__Exercise materials__:
···

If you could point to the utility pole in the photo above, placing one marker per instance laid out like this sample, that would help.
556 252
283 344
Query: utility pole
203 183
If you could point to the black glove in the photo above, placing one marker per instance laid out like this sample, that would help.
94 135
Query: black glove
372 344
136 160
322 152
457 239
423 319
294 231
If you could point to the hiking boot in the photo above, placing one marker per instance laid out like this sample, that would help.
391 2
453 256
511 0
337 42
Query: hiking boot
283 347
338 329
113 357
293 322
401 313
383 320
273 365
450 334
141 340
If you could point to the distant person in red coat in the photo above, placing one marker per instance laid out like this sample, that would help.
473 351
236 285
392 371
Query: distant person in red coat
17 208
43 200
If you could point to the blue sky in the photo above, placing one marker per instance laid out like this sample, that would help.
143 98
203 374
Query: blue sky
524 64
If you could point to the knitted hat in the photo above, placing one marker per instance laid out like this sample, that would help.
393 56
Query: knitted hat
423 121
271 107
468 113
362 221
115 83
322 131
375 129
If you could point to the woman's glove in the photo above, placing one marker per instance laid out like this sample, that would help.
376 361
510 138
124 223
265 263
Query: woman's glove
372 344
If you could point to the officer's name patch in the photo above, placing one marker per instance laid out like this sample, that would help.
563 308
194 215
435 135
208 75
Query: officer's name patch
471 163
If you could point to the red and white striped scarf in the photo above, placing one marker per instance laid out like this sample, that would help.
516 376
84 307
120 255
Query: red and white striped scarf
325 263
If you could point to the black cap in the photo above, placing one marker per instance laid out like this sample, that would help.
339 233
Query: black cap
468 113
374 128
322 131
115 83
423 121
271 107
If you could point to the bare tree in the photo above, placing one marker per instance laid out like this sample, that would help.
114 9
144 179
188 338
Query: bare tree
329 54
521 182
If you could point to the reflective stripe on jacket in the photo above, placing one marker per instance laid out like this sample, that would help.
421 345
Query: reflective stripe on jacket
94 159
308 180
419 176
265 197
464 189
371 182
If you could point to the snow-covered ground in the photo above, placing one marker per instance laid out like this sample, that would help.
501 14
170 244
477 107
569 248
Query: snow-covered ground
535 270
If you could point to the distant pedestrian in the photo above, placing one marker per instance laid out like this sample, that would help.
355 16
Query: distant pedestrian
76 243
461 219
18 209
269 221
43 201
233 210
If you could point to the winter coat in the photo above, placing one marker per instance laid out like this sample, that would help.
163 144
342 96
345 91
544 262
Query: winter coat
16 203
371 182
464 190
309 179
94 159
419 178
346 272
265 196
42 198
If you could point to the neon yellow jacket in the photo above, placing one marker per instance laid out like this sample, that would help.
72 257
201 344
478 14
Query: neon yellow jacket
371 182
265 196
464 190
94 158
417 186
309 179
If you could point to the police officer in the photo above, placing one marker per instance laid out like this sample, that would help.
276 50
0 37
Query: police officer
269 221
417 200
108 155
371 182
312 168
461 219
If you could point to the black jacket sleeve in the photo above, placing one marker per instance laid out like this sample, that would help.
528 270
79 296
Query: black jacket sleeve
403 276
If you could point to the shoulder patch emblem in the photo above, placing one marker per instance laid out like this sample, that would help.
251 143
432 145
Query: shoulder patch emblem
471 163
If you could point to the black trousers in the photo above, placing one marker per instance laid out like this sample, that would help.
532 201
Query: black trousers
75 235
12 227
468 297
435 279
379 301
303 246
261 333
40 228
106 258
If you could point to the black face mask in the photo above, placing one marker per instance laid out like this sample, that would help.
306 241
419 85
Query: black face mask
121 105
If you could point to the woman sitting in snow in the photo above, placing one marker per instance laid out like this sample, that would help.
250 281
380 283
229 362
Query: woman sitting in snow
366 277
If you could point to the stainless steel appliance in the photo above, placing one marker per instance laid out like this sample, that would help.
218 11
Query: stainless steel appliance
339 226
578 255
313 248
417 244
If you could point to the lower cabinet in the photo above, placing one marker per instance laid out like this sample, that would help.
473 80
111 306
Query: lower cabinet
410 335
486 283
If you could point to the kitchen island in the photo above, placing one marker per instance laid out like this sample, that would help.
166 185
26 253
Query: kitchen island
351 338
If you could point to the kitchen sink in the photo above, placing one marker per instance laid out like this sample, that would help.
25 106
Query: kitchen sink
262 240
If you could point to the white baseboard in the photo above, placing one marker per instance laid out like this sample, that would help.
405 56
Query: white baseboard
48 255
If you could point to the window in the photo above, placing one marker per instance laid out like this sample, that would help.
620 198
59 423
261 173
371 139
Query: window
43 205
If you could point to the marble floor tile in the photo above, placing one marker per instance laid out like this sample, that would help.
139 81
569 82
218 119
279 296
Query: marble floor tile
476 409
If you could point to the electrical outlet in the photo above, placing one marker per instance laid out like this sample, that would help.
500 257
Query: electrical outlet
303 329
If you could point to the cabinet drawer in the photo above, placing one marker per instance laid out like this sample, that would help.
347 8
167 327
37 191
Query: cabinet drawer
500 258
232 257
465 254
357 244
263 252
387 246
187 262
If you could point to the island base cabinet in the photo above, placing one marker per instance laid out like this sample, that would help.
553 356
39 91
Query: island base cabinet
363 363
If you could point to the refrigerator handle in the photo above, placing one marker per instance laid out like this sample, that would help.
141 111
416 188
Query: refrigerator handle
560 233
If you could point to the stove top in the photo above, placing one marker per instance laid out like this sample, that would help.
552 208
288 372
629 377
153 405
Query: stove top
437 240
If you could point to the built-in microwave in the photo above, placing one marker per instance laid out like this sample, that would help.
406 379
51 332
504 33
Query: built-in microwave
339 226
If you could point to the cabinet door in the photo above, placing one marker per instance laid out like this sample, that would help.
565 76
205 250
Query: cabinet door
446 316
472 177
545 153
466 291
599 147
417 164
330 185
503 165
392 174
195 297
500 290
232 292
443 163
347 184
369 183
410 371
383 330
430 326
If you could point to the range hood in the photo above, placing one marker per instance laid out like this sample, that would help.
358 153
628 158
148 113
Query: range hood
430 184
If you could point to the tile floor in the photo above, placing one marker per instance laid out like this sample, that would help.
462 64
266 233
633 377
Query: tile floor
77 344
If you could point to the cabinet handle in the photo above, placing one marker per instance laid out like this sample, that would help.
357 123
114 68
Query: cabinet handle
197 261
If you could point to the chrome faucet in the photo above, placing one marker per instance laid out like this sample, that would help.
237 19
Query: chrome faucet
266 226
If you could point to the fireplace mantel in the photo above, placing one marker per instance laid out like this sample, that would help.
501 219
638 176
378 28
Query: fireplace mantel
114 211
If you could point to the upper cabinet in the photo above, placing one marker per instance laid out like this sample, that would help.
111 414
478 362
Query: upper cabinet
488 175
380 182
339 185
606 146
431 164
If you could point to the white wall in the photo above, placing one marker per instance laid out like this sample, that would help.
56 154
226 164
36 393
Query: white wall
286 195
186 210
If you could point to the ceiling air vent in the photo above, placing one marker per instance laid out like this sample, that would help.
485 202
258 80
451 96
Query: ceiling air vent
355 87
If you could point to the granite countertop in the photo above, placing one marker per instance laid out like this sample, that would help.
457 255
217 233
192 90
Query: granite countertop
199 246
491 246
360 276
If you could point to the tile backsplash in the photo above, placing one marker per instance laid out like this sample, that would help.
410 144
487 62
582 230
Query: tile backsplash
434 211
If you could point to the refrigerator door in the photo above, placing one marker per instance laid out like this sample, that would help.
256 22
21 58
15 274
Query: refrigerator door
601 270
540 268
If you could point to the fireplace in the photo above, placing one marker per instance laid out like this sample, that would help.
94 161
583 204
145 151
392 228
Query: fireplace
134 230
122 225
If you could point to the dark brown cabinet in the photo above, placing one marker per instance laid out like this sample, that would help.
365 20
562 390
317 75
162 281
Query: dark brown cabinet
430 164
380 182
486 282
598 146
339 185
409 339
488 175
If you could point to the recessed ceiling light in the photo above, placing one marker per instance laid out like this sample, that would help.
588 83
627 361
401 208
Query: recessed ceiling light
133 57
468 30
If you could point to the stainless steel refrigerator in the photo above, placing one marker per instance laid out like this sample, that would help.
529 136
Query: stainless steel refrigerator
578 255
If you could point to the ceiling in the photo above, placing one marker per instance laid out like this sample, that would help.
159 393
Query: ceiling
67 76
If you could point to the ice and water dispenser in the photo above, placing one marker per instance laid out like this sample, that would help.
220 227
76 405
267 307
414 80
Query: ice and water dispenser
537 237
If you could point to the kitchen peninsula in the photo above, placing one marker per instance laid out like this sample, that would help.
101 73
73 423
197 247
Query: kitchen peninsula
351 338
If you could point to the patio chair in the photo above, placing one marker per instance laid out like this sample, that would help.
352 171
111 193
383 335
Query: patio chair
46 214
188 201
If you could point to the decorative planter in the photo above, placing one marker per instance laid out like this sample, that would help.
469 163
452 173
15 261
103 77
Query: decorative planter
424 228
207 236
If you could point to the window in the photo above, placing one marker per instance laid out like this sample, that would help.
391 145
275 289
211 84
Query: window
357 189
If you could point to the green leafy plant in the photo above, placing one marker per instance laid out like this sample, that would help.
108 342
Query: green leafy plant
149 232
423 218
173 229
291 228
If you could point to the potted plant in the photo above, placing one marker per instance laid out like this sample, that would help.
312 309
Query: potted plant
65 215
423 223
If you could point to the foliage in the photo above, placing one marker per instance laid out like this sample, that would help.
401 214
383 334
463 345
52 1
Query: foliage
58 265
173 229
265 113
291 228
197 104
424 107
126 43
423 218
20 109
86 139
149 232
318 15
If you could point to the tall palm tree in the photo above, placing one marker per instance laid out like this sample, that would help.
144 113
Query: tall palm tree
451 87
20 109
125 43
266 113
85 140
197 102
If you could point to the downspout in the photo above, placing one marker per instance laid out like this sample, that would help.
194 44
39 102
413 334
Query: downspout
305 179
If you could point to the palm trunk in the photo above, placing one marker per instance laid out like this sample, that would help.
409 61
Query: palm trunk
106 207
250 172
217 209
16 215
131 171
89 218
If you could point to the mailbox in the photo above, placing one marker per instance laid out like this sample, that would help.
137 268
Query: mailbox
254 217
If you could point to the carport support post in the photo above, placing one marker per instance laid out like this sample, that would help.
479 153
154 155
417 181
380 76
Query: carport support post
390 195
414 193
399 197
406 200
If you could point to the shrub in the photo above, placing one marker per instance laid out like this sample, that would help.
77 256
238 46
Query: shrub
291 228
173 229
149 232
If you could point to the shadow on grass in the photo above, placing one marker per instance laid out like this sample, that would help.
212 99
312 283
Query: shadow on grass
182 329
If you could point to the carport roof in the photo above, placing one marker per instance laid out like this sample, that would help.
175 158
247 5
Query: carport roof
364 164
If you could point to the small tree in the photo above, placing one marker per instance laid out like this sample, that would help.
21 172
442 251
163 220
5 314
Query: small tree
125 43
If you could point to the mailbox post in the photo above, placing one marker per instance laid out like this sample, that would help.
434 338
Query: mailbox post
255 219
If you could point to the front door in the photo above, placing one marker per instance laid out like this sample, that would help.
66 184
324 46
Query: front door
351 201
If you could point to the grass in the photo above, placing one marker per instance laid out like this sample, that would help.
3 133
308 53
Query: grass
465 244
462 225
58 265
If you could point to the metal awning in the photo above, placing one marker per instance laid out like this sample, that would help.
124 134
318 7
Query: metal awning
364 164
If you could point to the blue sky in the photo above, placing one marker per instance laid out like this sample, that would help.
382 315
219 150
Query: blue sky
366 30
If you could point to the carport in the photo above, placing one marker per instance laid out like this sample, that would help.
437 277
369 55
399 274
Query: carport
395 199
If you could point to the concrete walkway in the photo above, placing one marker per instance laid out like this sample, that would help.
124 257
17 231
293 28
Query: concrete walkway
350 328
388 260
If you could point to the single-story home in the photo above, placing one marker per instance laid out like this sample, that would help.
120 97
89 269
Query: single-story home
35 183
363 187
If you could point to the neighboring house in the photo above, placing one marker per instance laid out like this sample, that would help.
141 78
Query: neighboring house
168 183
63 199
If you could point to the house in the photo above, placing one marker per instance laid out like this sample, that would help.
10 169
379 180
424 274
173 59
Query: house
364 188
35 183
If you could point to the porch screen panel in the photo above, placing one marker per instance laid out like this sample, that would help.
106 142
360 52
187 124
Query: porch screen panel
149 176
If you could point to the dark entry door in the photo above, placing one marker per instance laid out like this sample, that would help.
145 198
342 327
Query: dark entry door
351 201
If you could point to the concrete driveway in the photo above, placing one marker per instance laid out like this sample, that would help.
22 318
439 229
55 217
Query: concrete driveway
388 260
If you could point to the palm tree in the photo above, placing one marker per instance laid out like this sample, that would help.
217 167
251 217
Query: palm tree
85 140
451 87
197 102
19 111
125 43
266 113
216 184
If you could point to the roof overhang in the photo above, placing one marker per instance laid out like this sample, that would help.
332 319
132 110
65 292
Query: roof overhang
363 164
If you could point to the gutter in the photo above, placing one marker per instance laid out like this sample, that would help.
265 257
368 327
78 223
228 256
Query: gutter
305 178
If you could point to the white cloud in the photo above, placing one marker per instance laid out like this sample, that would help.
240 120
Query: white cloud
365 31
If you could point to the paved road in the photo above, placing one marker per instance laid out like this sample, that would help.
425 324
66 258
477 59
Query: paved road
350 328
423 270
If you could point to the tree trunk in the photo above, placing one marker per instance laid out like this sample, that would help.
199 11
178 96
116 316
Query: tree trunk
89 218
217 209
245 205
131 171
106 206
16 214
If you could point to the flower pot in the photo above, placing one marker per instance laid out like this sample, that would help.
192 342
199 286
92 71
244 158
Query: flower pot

···

__What to produce__:
Please copy the rows again, requests included, beginning at the line that has "If you could point to the paved" and ending with the last row. Multiply each answer coordinate by 2.25 and round to a whole number with halves going up, leaving the numbers in the requests and their format samples unchanged.

__Output for this task__:
If you could point to the paved road in the photo above, placing one marker per instance laid out like this sample, that would help.
425 324
66 258
477 59
Query: paved road
788 738
952 608
If you could point to the tree trunk in the photo above, placing one marker per instance laid out like this sample, that would help.
199 11
178 96
116 316
Query: tree trunk
200 491
488 470
551 461
295 385
239 464
36 482
If you could point to the flower pot in the photo above, placing one marker per instance laid out like this sample, that would help.
192 342
199 286
92 71
244 158
Query: flower pot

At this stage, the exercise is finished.